Exercise objective: There is one span to output from the data below: the lines starting at the line with "pixel 569 290" and ending at the line with "pixel 452 109". Output it exactly, ends included, nothing more.

--- Source information Enclosed Below ---

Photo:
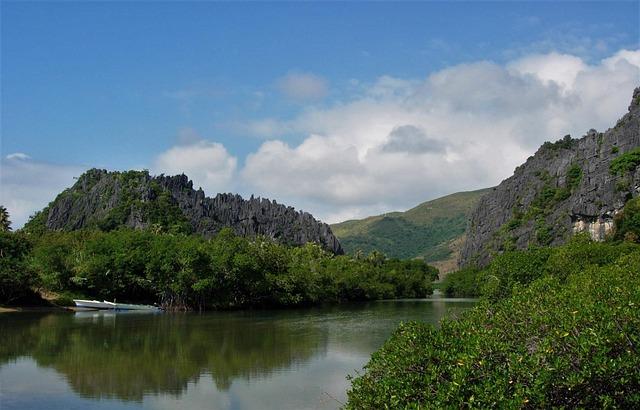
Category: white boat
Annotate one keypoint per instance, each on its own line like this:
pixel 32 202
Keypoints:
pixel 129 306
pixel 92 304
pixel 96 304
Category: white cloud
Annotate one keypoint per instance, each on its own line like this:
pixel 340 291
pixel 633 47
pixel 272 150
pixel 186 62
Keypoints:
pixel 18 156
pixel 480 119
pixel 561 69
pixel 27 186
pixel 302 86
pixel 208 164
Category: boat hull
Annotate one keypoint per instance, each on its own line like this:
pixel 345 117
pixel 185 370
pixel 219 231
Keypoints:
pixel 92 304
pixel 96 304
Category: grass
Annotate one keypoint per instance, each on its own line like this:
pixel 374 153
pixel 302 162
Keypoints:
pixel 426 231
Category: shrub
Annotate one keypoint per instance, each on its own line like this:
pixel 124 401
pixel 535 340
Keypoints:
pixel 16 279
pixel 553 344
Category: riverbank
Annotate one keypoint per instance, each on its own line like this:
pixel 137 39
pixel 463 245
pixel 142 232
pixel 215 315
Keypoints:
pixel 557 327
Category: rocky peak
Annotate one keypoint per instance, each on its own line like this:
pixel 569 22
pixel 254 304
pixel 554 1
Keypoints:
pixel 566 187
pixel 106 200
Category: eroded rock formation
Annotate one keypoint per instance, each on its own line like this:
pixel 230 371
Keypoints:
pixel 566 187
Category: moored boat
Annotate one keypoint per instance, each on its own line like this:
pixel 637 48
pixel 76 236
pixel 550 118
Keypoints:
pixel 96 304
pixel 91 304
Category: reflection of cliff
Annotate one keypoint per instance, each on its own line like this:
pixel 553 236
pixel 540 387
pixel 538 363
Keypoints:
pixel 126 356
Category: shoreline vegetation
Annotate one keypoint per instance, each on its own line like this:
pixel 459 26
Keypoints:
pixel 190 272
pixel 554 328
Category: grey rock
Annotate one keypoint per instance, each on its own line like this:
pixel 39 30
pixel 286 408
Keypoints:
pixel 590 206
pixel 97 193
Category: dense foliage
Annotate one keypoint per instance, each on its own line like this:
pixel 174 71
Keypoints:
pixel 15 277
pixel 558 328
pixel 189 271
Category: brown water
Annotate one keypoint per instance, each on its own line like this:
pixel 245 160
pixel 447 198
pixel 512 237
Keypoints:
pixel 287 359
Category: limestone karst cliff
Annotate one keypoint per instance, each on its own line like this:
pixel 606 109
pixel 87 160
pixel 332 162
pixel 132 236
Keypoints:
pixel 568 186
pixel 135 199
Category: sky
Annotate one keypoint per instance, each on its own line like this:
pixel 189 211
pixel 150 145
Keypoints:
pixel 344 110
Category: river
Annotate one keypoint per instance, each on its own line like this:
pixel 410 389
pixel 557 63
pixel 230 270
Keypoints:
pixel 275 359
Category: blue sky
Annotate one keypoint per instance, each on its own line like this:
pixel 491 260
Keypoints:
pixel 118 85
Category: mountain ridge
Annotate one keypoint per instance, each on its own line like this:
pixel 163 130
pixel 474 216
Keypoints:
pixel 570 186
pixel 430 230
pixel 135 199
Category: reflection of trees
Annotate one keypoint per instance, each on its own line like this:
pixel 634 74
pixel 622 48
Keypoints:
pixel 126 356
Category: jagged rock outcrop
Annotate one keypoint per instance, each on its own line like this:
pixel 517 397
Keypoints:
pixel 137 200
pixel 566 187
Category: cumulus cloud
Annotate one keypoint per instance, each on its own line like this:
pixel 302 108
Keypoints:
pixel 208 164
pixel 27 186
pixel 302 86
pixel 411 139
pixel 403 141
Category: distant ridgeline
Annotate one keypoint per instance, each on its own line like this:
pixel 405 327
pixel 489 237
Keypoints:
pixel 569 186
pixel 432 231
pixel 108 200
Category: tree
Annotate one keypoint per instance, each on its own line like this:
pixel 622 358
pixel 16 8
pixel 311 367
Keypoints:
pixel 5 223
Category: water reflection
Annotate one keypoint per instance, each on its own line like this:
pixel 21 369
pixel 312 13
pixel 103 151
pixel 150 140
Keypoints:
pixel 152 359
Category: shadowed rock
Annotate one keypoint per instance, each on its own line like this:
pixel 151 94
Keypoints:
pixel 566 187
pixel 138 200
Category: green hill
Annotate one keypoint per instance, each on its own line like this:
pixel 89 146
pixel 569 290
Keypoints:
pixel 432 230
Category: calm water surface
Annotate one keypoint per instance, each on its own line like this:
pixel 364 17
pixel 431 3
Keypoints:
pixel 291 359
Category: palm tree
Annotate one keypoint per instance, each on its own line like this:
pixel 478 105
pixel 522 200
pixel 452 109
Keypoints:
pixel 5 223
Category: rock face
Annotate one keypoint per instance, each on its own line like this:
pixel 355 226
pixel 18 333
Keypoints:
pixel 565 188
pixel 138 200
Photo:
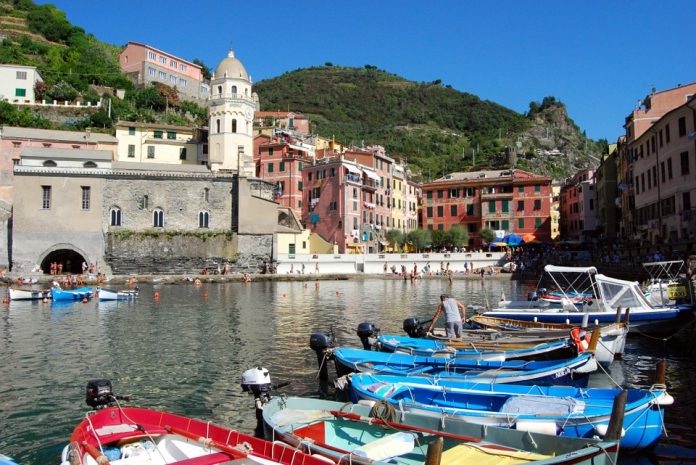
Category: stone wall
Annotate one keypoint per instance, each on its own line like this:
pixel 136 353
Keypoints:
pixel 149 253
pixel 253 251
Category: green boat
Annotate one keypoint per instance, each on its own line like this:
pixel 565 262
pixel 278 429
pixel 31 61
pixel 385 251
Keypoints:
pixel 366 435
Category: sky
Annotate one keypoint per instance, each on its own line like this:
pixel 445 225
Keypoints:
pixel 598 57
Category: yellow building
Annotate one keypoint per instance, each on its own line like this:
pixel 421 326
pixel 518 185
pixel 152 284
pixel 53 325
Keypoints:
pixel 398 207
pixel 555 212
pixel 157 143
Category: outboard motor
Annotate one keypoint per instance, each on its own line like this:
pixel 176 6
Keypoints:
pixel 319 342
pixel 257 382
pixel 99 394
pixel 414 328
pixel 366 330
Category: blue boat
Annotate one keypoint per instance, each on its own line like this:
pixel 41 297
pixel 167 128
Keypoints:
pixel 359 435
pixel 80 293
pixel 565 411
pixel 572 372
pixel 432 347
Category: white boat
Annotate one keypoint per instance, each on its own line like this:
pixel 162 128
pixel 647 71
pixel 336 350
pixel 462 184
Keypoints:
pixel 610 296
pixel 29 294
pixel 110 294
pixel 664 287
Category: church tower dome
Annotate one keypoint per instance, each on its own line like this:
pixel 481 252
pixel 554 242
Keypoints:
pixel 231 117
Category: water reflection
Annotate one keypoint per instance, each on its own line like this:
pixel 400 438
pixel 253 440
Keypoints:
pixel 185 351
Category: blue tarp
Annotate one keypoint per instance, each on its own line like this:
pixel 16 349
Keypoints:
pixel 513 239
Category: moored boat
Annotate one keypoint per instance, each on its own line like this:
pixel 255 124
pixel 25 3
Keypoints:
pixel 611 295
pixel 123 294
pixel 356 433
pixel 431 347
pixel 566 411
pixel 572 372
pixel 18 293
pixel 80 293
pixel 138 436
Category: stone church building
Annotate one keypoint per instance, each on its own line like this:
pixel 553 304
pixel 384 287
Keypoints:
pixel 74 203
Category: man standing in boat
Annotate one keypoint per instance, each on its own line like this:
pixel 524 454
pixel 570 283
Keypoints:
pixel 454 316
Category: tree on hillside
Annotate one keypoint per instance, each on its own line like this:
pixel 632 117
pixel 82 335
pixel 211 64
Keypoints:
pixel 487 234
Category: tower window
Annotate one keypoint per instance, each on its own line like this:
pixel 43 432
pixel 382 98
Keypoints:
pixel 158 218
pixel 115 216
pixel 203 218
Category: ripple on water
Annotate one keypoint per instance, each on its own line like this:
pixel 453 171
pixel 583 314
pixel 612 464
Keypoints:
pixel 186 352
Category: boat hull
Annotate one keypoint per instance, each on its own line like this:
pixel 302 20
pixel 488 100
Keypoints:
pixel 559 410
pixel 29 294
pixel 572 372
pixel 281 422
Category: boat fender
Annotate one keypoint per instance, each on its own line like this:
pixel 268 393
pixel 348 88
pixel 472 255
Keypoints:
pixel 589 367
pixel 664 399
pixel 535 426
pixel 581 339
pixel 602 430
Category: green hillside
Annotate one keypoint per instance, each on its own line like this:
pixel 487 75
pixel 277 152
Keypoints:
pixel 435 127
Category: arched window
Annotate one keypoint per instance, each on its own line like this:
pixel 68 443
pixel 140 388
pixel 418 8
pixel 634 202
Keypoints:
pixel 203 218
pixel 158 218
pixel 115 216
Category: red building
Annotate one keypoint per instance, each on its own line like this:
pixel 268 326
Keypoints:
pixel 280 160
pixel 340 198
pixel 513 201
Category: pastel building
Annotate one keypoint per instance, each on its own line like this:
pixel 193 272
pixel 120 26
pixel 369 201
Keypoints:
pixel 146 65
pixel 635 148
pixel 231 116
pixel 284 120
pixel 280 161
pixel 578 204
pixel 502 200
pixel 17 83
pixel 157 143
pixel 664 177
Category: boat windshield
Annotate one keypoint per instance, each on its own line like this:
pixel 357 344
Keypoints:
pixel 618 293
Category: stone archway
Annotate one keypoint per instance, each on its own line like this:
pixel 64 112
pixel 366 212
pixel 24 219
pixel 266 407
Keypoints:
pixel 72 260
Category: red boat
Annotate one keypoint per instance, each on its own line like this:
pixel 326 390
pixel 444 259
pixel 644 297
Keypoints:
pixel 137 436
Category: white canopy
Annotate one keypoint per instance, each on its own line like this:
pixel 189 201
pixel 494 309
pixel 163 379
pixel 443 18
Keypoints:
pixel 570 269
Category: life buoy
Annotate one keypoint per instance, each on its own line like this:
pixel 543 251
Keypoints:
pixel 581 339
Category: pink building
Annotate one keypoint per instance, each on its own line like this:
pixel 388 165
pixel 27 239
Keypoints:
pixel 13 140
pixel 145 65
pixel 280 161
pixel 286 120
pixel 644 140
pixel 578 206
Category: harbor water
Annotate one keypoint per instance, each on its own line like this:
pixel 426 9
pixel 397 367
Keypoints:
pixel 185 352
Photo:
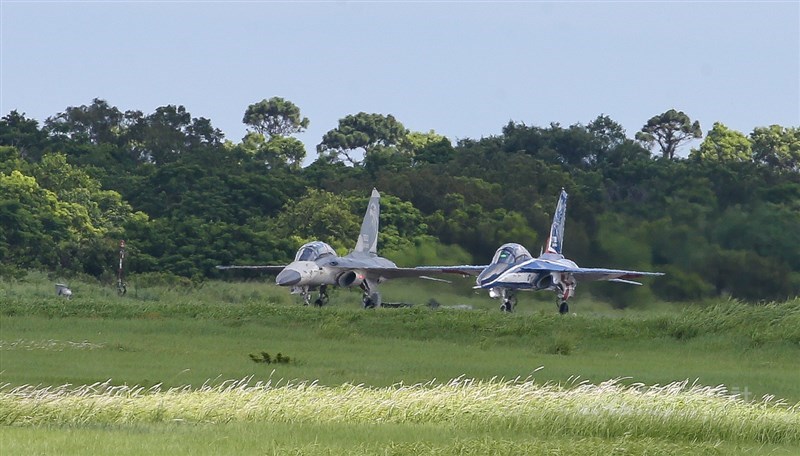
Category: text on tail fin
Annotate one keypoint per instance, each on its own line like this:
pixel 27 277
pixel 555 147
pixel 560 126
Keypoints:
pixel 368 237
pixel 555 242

--- End of Enclosed Source information ---
--- Source information Enclosed Below ---

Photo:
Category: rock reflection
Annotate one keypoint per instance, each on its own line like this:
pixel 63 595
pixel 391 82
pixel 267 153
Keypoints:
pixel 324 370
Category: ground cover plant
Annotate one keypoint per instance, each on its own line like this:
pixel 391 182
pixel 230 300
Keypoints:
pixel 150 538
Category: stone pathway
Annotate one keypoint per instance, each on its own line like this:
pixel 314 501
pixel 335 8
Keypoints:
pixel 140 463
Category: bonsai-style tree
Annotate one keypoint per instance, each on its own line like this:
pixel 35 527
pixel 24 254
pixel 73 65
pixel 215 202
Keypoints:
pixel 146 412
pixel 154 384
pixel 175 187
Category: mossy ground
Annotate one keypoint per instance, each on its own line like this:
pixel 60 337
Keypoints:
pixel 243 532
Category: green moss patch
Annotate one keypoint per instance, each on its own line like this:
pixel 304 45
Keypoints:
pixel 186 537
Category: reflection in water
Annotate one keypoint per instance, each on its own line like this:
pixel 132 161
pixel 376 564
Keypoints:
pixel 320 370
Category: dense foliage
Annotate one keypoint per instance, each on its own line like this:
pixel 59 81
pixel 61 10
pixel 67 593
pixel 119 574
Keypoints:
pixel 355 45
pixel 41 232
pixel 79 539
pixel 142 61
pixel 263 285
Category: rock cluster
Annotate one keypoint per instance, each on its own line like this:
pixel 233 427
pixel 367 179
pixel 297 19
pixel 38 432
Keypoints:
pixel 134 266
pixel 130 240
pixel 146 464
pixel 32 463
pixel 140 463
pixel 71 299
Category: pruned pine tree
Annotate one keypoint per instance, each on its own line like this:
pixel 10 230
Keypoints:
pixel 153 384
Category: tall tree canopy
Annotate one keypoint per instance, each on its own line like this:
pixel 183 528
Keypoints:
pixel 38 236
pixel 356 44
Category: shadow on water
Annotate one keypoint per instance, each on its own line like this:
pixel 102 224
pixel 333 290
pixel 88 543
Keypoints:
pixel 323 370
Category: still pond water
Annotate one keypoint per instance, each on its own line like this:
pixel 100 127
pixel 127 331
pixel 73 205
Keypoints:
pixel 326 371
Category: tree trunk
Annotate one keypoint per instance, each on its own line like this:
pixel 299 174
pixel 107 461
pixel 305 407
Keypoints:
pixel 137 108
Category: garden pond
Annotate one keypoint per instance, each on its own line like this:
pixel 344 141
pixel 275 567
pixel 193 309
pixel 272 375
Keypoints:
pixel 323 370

--- End of Enclosed Source information ---
--- Source information Enclosed Below ---

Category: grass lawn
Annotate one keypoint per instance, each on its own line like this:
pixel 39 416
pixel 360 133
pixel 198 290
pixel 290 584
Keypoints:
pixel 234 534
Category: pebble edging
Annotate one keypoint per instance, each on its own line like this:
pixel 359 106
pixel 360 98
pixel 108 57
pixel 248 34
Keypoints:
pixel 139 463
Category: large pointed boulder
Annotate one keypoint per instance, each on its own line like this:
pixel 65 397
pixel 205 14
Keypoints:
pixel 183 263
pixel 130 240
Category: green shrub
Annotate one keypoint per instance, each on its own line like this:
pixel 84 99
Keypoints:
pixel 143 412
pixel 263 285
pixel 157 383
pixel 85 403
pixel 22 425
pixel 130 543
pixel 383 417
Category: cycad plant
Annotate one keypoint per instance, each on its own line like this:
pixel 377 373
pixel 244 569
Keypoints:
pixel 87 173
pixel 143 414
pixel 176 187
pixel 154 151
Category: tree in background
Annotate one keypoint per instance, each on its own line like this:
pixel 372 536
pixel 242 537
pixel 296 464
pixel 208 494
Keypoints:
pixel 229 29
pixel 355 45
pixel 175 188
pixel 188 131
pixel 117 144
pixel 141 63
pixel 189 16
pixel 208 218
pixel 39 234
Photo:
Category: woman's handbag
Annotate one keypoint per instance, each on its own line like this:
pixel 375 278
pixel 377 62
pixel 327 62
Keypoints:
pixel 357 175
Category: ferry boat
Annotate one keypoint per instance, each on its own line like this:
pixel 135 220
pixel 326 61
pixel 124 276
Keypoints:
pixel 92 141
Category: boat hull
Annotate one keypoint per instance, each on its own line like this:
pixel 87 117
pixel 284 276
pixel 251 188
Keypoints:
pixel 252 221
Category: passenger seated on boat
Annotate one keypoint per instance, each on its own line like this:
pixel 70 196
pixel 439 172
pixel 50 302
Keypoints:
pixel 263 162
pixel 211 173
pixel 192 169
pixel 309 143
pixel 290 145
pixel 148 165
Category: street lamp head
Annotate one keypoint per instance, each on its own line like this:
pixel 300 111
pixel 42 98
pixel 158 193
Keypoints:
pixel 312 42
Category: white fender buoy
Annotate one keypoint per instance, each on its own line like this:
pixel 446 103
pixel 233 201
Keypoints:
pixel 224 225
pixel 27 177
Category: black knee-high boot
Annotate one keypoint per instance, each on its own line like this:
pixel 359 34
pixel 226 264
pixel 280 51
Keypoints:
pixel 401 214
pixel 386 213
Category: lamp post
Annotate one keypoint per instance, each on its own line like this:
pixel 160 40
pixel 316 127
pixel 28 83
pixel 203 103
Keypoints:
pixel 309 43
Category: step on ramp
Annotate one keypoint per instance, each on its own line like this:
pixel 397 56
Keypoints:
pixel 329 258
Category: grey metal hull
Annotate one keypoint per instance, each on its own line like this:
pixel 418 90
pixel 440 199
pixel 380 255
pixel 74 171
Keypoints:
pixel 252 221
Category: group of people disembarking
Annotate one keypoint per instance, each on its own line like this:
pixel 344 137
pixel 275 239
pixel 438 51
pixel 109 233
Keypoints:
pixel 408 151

--- End of Enclosed Source information ---

Solution for this exercise:
pixel 569 290
Keypoints:
pixel 432 230
Category: calm water surface
Annotate one keypoint per instance, each on its own line like this:
pixel 364 17
pixel 431 3
Keypoints:
pixel 291 359
Category: palm tree
Annotate one keypoint per instance, each on its own line like this:
pixel 478 105
pixel 522 200
pixel 452 109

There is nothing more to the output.